** start LISTED ENTRIES **

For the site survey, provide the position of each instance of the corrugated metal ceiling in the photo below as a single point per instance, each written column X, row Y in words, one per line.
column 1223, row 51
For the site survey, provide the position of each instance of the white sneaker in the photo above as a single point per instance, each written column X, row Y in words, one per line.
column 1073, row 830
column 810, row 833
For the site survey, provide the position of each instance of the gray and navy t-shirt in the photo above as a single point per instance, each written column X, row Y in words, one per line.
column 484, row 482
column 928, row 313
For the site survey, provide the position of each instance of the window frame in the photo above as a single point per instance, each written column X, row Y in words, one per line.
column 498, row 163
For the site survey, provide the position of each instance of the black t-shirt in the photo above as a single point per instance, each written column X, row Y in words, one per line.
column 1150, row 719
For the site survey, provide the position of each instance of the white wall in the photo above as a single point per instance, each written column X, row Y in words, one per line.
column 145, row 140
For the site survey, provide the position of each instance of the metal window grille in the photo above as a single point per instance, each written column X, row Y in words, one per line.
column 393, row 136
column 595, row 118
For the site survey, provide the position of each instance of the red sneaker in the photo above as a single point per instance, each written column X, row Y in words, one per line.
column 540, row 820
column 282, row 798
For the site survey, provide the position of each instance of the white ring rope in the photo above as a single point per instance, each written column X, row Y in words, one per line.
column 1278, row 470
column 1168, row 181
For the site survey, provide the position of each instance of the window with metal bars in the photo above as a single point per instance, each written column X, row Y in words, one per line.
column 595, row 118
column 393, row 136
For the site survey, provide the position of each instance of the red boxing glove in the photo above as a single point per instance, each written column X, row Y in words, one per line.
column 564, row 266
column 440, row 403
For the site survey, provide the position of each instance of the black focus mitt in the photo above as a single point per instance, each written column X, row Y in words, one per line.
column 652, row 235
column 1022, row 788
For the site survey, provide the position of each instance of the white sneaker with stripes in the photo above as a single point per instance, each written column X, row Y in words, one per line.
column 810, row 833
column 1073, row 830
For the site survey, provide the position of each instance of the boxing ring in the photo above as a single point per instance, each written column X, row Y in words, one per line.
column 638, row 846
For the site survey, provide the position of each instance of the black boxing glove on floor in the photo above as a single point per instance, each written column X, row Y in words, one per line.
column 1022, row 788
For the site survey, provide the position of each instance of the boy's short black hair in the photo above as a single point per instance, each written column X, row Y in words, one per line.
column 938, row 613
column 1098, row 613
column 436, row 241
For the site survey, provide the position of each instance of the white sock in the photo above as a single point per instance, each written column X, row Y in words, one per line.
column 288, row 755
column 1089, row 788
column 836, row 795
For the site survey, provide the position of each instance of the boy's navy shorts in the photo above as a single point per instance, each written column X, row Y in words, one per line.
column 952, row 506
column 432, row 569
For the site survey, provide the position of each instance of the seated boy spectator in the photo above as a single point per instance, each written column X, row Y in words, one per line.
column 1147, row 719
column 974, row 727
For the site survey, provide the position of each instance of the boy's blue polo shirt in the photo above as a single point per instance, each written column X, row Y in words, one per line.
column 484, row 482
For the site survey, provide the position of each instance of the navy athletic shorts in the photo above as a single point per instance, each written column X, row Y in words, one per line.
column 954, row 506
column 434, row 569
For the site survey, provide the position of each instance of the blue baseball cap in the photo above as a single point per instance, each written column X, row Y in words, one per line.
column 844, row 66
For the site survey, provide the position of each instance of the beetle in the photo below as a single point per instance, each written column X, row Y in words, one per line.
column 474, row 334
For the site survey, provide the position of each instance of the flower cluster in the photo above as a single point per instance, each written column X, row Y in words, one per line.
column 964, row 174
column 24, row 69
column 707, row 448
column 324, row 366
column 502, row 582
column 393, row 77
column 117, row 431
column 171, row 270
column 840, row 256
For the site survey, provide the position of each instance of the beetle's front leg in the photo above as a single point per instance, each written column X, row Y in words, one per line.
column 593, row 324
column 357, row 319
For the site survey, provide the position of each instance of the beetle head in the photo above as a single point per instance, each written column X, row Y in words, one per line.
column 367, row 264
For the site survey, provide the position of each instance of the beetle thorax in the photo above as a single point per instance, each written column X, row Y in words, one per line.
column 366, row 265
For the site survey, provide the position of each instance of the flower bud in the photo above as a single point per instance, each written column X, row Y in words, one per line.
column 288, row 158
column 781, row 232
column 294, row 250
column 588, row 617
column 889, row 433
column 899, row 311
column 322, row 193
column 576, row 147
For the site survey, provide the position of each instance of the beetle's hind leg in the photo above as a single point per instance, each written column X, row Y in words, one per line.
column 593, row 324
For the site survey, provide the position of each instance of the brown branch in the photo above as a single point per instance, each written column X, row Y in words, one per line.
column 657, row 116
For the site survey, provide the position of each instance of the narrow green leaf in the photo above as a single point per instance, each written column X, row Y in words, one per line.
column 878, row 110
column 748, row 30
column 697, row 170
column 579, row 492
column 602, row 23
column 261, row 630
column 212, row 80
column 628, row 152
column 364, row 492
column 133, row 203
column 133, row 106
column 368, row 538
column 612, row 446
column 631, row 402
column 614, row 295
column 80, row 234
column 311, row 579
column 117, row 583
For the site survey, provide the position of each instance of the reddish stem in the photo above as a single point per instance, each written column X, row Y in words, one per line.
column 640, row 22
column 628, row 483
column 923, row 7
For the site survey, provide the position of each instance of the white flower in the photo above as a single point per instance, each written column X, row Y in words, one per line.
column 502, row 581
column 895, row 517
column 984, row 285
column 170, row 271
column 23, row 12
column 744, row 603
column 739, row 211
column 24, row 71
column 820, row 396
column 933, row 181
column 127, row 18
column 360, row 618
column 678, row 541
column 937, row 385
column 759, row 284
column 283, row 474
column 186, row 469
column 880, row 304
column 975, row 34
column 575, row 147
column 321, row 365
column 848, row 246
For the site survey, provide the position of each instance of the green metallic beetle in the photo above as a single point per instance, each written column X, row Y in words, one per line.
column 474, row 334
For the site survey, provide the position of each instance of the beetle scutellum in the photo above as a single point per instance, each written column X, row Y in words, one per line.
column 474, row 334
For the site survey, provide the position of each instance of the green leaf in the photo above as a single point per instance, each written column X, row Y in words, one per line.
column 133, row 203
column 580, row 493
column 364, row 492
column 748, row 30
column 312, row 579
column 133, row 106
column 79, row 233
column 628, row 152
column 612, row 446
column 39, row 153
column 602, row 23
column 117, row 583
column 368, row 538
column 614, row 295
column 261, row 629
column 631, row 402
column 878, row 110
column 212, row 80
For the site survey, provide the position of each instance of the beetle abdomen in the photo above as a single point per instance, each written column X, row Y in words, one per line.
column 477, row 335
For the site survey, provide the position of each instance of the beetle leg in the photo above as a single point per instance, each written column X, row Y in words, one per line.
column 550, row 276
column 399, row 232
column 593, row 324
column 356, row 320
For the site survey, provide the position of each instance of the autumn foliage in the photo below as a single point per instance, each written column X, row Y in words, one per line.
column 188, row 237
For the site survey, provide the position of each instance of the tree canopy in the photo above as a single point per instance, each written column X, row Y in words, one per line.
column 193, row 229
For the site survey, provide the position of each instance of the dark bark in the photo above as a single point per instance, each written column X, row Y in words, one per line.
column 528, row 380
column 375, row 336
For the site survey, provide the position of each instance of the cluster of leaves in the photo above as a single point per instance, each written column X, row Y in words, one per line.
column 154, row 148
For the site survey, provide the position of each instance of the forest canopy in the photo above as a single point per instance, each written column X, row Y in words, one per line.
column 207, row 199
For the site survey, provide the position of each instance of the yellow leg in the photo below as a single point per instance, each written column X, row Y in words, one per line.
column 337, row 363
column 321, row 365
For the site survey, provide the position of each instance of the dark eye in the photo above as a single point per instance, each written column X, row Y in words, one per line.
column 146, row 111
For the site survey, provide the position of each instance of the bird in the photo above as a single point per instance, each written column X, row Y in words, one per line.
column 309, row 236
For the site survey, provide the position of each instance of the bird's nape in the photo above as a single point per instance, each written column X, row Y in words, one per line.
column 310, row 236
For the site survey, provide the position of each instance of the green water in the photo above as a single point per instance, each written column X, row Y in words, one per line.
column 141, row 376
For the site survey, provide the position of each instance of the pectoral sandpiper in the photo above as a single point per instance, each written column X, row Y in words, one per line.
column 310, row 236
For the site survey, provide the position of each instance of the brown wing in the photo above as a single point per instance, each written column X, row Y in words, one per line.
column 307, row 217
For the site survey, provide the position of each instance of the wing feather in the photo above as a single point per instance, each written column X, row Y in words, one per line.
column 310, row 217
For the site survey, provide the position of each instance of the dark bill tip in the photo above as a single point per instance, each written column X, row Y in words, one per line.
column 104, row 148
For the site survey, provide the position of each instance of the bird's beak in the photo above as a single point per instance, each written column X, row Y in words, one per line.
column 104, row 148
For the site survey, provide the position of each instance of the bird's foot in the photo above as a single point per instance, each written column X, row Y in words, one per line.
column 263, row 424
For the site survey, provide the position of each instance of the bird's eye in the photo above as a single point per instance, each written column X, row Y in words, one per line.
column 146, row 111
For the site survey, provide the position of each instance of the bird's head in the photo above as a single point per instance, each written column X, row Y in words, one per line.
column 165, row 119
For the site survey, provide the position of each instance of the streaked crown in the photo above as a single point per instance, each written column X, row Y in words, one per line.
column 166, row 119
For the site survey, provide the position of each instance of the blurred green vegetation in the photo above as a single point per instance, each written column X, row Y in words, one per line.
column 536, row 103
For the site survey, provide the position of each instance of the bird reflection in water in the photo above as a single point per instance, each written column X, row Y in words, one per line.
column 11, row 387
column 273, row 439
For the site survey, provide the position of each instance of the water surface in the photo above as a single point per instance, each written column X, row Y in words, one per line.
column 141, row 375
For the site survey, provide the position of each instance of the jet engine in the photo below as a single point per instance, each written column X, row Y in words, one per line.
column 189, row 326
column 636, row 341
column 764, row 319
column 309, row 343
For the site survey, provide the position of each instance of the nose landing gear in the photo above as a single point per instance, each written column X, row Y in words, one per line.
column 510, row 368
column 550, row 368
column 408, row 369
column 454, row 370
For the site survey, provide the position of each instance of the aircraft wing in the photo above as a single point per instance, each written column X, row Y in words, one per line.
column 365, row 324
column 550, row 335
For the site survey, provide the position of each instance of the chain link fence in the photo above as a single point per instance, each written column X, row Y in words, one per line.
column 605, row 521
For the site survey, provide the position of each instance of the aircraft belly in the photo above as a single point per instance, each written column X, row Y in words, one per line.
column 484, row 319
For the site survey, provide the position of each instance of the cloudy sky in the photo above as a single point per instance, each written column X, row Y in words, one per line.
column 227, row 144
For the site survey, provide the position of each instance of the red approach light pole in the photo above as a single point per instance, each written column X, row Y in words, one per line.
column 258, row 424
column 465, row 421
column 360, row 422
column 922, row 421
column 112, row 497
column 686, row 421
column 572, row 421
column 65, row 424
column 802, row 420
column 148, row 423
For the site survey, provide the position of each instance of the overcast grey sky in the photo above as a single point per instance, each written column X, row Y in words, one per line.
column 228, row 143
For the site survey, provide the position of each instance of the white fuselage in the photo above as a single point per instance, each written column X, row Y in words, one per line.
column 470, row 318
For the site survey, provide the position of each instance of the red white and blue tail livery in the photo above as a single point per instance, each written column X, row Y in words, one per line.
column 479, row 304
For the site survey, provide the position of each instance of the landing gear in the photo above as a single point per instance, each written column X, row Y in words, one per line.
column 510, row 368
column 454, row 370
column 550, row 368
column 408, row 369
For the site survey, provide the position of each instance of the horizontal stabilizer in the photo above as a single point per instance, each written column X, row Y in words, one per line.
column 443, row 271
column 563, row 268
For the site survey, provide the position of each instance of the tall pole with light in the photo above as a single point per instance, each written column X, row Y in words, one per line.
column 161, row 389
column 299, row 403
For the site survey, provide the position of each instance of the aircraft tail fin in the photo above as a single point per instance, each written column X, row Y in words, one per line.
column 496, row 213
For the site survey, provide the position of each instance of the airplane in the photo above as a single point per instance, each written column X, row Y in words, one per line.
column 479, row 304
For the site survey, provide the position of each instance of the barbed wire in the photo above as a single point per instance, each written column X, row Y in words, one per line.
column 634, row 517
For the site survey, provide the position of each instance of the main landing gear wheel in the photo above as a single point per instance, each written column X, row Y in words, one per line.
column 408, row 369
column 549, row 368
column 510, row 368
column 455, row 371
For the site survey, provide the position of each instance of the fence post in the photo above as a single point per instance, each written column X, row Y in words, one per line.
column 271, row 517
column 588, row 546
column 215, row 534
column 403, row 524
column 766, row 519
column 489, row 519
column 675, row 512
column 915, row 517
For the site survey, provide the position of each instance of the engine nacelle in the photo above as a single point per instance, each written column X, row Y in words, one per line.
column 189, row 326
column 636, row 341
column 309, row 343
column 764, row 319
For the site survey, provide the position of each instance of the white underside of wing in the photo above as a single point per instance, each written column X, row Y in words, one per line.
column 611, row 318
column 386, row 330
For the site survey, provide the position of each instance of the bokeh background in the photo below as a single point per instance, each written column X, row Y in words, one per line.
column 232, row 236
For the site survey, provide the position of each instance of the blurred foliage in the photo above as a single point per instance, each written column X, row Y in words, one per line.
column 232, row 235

** end LISTED ENTRIES **

Reproduce the data above word for word, from the line with "the beetle's front" to the line with "column 657, row 116", including both of those lines.

> _REPLY_
For the site survey, provide the position of each instance of the beetle's front leg in the photo above as a single point per instance, each written column X, row Y in words, one per line.
column 593, row 324
column 357, row 319
For the site survey, provide the position of each instance of the beetle head in the photo above as a single point per instance, each written column X, row Y in words, one per line.
column 367, row 264
For the site survey, provide the position of each instance of the beetle thorax in the photo above as a single point per instance, each written column X, row Y in words, one per line.
column 366, row 265
For the site survey, provide the position of each instance of the flower bud in the photo above as a single point per instance, each written column X, row Y in words, one per line.
column 288, row 158
column 781, row 232
column 294, row 250
column 588, row 617
column 889, row 433
column 899, row 311
column 322, row 193
column 576, row 147
For the site survey, provide the position of each instance of the beetle's hind leg in the photo above as a single point per instance, each written column X, row Y in words, one per line.
column 593, row 324
For the site survey, provide the position of each instance of the brown branch in the photo above as a single point per instance, each written column X, row Y in words, one per line.
column 657, row 116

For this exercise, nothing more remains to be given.